What to produce:
Scan the records for the string "eyebrow"; copy each line where it occurs.

============

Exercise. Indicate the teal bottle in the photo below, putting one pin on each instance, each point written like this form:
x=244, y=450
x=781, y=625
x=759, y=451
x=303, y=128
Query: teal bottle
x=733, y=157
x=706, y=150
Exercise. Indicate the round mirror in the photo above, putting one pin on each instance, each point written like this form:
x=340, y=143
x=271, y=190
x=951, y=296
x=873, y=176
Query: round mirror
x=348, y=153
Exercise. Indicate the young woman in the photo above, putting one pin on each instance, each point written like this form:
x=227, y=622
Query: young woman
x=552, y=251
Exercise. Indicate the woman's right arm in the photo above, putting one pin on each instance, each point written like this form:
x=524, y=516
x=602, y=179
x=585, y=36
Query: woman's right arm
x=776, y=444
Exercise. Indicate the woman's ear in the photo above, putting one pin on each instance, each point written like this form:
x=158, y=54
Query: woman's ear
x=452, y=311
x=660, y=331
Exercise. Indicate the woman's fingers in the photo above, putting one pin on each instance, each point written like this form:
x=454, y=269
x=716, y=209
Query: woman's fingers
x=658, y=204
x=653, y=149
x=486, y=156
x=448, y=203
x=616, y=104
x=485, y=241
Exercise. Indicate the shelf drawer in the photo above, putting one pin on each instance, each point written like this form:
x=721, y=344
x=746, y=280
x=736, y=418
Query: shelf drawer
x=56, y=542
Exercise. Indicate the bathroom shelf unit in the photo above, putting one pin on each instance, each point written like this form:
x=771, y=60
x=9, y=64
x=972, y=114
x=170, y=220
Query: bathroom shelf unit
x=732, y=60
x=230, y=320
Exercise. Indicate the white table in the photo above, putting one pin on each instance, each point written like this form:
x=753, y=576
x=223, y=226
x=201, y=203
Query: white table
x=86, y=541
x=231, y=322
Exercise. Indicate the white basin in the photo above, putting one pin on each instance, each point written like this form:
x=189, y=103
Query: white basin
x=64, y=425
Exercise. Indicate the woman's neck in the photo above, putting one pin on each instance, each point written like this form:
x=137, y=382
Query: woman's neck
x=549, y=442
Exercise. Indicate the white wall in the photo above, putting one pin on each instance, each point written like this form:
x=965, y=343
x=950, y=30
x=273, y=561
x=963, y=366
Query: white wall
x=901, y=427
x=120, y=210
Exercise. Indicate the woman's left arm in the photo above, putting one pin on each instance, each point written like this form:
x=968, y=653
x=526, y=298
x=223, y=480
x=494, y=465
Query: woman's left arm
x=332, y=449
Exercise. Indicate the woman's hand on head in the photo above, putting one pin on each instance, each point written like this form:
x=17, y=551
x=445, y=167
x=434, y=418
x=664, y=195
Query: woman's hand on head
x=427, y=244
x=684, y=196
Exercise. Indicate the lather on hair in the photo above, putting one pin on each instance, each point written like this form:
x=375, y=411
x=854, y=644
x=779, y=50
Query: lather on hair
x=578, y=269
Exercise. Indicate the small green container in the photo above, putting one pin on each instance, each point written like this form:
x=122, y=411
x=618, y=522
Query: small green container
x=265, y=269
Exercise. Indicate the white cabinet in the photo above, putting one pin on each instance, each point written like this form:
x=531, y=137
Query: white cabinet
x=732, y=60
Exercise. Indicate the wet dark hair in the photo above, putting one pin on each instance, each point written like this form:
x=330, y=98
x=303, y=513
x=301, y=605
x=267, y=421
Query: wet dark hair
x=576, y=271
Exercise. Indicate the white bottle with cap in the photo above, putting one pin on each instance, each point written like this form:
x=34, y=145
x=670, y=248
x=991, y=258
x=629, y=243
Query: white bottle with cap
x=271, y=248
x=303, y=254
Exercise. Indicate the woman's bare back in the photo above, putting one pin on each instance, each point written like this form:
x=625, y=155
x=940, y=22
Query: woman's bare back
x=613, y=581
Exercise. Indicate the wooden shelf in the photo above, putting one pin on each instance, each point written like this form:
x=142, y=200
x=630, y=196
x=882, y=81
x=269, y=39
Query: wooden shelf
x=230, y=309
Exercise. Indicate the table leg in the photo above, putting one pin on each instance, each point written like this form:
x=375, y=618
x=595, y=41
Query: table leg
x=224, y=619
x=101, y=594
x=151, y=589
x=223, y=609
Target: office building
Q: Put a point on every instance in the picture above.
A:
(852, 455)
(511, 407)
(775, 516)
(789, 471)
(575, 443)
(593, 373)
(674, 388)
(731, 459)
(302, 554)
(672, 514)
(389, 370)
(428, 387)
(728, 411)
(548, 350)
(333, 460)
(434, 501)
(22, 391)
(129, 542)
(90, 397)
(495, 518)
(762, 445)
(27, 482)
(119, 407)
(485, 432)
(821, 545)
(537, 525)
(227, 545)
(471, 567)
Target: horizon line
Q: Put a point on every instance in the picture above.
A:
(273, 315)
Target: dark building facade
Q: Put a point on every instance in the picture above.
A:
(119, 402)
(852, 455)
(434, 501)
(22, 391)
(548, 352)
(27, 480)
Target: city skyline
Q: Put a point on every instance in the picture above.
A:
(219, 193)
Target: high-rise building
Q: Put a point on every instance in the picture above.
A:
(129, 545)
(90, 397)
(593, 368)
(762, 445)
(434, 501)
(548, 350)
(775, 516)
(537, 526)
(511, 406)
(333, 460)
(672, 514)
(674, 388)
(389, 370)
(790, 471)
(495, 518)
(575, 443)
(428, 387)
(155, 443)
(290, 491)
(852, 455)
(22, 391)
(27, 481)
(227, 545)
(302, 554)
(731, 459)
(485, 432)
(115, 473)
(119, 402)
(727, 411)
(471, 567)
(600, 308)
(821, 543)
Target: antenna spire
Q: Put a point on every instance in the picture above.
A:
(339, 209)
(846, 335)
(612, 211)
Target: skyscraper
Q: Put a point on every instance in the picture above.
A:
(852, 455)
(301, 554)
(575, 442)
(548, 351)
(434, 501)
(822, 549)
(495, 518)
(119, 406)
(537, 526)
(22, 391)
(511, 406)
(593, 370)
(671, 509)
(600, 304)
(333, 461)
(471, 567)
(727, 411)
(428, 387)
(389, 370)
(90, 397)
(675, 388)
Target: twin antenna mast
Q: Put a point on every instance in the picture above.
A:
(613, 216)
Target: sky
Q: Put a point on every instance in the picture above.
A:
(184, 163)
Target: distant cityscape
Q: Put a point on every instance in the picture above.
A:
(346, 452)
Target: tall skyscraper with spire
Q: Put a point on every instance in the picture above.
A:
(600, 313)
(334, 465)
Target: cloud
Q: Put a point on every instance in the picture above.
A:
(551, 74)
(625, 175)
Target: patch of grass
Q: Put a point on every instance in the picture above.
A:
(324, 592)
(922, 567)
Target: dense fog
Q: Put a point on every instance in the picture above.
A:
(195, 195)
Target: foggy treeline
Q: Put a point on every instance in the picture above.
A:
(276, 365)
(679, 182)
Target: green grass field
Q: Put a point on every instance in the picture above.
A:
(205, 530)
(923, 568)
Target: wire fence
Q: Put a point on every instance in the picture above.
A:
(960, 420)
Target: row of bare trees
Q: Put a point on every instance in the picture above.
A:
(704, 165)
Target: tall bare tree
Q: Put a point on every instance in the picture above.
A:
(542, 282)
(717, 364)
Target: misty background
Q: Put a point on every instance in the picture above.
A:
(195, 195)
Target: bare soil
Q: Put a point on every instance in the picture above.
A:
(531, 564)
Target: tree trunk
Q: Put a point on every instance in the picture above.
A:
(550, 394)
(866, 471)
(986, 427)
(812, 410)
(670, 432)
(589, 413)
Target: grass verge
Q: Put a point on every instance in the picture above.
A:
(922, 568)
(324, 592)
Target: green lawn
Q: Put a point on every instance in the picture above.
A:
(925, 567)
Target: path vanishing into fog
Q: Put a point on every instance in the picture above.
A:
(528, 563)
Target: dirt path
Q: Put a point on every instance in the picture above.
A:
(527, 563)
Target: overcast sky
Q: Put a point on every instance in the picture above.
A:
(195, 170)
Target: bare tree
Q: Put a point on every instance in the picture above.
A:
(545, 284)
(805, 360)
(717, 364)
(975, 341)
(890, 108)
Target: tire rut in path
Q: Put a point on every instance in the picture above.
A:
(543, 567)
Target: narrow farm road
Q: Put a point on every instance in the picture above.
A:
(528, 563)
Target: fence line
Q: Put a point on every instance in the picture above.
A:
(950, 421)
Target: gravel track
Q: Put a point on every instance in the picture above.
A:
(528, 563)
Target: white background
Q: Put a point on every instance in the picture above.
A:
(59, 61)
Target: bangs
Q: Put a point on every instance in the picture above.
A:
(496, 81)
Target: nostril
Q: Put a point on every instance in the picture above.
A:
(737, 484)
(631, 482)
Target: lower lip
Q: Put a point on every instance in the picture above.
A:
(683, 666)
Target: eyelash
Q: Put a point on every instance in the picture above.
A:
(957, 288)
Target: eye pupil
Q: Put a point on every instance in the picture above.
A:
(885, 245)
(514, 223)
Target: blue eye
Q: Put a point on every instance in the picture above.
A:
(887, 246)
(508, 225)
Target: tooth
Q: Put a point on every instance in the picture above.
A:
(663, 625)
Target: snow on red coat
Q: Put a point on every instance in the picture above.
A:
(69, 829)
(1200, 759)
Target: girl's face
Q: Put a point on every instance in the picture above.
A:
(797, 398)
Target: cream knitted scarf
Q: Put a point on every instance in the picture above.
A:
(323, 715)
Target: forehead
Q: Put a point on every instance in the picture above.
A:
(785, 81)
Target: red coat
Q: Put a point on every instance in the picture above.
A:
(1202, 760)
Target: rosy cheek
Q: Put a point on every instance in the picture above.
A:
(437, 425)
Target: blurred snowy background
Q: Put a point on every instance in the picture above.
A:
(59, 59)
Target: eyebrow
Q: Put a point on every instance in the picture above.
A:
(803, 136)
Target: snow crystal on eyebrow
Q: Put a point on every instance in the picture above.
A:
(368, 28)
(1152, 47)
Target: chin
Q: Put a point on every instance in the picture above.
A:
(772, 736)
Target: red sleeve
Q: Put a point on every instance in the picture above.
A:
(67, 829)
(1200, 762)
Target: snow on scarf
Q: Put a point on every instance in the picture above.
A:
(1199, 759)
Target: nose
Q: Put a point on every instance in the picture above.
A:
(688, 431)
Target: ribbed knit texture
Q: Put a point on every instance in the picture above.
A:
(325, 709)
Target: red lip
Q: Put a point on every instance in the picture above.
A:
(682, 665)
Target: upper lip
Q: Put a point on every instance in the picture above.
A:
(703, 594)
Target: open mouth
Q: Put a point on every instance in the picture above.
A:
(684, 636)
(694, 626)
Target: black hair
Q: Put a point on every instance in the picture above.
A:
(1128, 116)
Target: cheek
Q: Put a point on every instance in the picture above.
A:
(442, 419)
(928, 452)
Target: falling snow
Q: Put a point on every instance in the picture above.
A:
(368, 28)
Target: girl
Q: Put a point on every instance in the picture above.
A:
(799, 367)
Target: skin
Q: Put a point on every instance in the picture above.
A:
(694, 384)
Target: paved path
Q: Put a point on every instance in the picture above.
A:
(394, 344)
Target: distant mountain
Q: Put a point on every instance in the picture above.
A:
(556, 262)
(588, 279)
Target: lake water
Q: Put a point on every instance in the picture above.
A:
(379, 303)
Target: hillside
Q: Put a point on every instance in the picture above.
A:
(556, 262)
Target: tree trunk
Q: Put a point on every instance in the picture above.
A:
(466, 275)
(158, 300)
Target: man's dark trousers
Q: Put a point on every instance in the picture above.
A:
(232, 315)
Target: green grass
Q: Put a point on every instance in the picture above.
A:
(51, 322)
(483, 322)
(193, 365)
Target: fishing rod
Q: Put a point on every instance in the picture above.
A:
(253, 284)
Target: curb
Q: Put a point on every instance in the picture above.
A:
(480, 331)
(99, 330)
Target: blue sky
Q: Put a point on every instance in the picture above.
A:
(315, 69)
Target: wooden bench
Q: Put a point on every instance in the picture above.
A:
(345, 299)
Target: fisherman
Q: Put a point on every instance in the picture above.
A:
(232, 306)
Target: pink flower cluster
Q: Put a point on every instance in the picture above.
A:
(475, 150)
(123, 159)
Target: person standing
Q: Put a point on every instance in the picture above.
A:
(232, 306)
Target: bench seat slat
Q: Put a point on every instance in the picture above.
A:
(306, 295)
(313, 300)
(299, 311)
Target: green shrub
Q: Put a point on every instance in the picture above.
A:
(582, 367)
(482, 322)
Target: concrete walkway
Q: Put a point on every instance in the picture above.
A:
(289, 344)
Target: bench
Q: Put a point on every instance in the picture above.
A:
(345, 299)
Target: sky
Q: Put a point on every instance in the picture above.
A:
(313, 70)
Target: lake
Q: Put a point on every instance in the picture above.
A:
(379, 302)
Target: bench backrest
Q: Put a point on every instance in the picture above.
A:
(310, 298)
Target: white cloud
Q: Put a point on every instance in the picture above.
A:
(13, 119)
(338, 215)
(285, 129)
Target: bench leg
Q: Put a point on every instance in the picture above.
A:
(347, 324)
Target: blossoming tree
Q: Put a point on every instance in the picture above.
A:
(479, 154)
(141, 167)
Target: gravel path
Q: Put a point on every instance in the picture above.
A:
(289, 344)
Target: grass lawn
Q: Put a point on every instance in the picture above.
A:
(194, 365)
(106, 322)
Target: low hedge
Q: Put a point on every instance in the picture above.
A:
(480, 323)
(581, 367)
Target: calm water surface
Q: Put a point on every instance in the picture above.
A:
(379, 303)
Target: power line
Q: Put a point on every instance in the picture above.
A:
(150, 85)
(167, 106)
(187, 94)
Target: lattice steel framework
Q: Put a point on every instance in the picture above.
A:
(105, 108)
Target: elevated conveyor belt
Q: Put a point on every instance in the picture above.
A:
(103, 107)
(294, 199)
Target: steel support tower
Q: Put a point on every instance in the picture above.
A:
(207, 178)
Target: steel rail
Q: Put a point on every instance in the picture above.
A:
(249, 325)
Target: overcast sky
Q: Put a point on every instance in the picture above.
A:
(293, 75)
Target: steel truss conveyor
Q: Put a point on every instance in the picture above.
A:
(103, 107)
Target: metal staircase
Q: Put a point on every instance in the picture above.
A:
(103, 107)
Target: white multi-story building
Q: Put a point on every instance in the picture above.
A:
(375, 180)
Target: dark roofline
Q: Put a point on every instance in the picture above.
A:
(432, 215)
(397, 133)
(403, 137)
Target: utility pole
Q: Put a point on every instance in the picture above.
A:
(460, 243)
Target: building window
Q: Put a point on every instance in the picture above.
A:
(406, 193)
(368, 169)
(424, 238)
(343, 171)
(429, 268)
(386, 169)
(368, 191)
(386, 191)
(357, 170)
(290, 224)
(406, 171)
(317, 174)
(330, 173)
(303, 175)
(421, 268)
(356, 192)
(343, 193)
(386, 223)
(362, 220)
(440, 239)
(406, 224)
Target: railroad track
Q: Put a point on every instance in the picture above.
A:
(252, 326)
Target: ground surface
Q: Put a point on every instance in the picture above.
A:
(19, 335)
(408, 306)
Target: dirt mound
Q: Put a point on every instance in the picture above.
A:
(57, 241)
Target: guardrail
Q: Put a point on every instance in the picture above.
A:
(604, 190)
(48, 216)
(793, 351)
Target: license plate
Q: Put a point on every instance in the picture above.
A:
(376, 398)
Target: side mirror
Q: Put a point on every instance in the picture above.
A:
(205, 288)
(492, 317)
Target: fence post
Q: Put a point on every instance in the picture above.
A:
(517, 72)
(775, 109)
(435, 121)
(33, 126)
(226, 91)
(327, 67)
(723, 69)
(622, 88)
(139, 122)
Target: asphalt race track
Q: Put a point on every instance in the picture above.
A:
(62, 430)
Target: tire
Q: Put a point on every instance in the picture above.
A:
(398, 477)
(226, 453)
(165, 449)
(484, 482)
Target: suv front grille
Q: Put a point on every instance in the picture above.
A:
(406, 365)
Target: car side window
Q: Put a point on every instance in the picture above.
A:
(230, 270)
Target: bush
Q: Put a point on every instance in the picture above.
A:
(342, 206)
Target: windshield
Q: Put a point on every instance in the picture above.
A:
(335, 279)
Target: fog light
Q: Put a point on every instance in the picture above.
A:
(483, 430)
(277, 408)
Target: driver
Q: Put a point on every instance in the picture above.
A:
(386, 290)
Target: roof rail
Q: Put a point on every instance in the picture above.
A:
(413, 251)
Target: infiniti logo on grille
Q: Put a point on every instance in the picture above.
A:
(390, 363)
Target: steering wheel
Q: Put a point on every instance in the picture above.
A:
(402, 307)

============

Solution to this task:
Target: eyebrow
Target: snow crystal on eyebrow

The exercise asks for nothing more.